RECORDED INFORMATION Start Marker
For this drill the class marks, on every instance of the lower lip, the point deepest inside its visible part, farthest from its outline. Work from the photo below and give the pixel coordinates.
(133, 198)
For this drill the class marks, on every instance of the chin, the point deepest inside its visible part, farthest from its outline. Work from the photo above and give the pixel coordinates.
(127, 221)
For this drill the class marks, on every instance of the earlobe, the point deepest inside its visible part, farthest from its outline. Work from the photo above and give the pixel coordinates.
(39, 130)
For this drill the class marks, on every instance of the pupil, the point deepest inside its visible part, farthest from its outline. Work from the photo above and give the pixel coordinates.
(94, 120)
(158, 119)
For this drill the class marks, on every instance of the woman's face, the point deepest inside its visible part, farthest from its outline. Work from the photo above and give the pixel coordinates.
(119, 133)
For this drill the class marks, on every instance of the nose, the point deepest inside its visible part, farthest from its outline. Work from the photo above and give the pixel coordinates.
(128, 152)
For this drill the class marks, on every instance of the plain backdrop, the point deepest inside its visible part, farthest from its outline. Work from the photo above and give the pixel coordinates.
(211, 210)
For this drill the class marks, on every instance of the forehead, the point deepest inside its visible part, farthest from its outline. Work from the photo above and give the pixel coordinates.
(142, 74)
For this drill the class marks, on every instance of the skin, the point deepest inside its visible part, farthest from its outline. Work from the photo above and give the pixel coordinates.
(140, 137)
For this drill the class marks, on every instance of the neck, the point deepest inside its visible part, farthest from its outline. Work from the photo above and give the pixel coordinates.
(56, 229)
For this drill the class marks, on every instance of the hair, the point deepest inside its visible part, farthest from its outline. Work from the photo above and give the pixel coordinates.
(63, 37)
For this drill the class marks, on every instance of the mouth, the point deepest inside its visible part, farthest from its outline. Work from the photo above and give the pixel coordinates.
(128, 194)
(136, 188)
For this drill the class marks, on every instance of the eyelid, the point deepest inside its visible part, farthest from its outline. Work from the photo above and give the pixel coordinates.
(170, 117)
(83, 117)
RECORDED INFORMATION End Marker
• _EXERCISE DESCRIPTION_: Write out the listing above, keeping every word exactly.

• _YOUR SOLUTION_:
For this drill the class marks, on every instance of the lower lip, the point deepest inside its visible part, farthest from its outline. Work from the photo below and give the pixel coordinates.
(133, 198)
For this drill the class marks, on every instance of the chin, the point deepest inside its visible part, farthest from its outline. Work from the photo above and give the pixel coordinates.
(127, 221)
For this drill the class marks, on every instance of the earlobe, the point deepest inside its visible part, farthest from its outline. Work from the photo above and give the pixel coordinates.
(39, 130)
For this drill the class marks, on every instance of the pupil, the point deepest inside its visible part, farthest from its outline. Work from the photo above and give the pixel coordinates.
(94, 120)
(158, 119)
For this drill the class marks, on every instance of the woman's face, the point deepest inside its visible part, farthest from its outline. Work from the photo above and give the pixel coordinates.
(119, 133)
For this drill the class marks, on every instance of the nose, the point deepest inside its visible part, farthest from its outline. Work from the photo above and give the pixel coordinates.
(128, 152)
For this drill the class marks, on every instance of the plain backdrop, the point deepest inside its visible part, farthest from its outline. Work from the photo above and give the pixel coordinates.
(211, 210)
For this drill the class marks, on every instance of the forehead, the point deepest inside its visible part, farthest from its outline. Work from the photo above and give the pixel coordinates.
(142, 74)
For this drill the class marks, on every instance of the skin, the point deepest inside its visible part, farthest from its outline. Work from the photo above and give the pixel coordinates.
(140, 137)
For this drill the class marks, on every instance of the neck, the point deepest inside its visible part, farthest from its outline. Work from the photo above and give the pixel coordinates.
(56, 229)
For this drill the class marks, on every instance of the hair, the point deepest inside its visible part, farthest from its outline. Work from the photo above and give the pixel coordinates.
(63, 37)
For this drill the class marks, on every instance of the mouth, the point deepest inside its visible part, farthest from its outline. Work from the photo above and give the pixel coordinates.
(128, 194)
(136, 188)
For this drill the class marks, on every instance of the eyelid, the point deepest inside its visible part, farthest from its outline. Work from the photo above and give the pixel coordinates.
(170, 117)
(83, 117)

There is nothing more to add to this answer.